*** Opening of SUPPLIED ENTRIES ***

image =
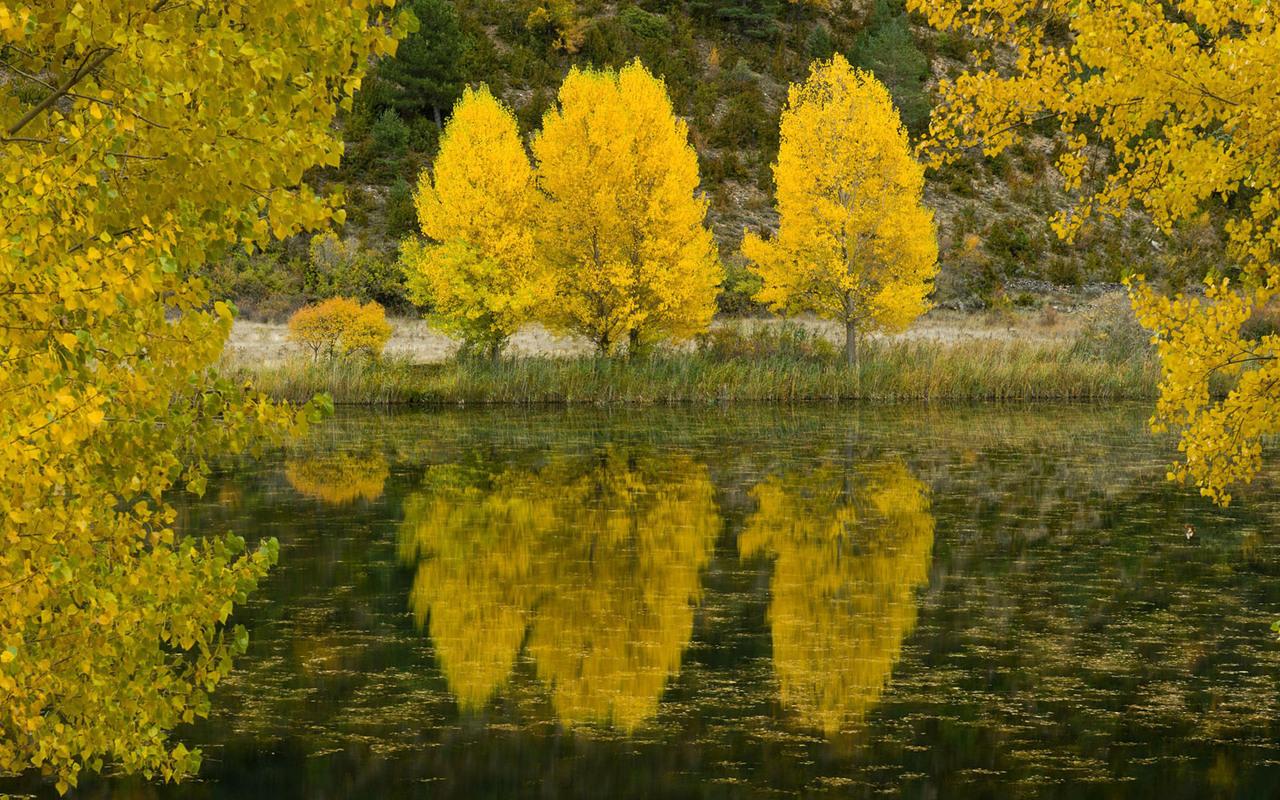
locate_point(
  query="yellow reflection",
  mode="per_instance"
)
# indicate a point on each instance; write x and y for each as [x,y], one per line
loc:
[850,548]
[338,478]
[594,561]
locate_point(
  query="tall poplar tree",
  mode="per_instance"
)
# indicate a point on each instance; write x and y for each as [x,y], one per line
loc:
[475,205]
[137,140]
[855,242]
[621,224]
[1170,106]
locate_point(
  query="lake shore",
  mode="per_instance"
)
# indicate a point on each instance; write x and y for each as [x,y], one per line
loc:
[1097,353]
[963,371]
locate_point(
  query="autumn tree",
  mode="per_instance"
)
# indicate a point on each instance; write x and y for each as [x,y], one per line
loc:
[475,206]
[341,327]
[854,242]
[1169,106]
[621,225]
[137,140]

*** Close of SUPPLIED ENTRIES ***

— WHAT YOU WILL DO —
A word-for-word copy of the listing is needed. It must not include the pictures.

— ANSWER SPACE —
image =
locate_point(
  query="yellow reflection",
  mode="per_instance"
)
# indicate a point on each instance; write x and y for each as [x,y], one per line
loc:
[850,548]
[338,478]
[594,561]
locate_point(
  query="tall poplar tree",
  mode="per_instance"
)
# indicate a point on each instance; write x and y for each as [x,y], one per line
loc:
[475,205]
[137,140]
[855,242]
[621,224]
[1170,106]
locate_point(
  query="lake shore",
  mode="per_instance"
)
# indicate a point on each instance; write x and y for each as [x,y], one per line
loc:
[1097,353]
[963,371]
locate_point(
  query="autumn tree",
  mode="per_instance"
)
# indicate a point on each instance; write x and y for each as [x,y], one per line
loc:
[475,206]
[341,327]
[854,242]
[1169,106]
[621,225]
[137,140]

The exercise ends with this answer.